### [What you need to do]
Reproduce each of the following records verbatim, preserving every line without alteration.

======== Records shown

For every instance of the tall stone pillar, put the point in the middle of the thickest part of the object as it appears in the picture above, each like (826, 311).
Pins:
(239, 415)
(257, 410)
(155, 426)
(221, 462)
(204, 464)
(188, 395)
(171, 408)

================

### [Correct result]
For every instance of the tall stone pillar, put the point in the middle of the thickest part of the object as it appears in the picture above, each like (826, 311).
Pins:
(239, 415)
(257, 410)
(155, 426)
(221, 462)
(204, 464)
(188, 395)
(171, 408)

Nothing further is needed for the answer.